**What the task requires:**
Write out all of the material below again, requests included, adding 71 to every x and y coordinate in the answers and leaving everything else unchanged.

**Entries drawn from a collection:**
##########
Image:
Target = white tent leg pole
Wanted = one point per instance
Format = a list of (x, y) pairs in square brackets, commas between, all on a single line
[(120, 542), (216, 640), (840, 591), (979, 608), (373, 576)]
##########
**Task answer:**
Image:
Target = white tent leg pole
Wanted = one point per instance
Format = a list of (x, y) pairs in square brackets, commas between, all on a single line
[(191, 613), (287, 711), (911, 662), (1050, 679), (444, 647)]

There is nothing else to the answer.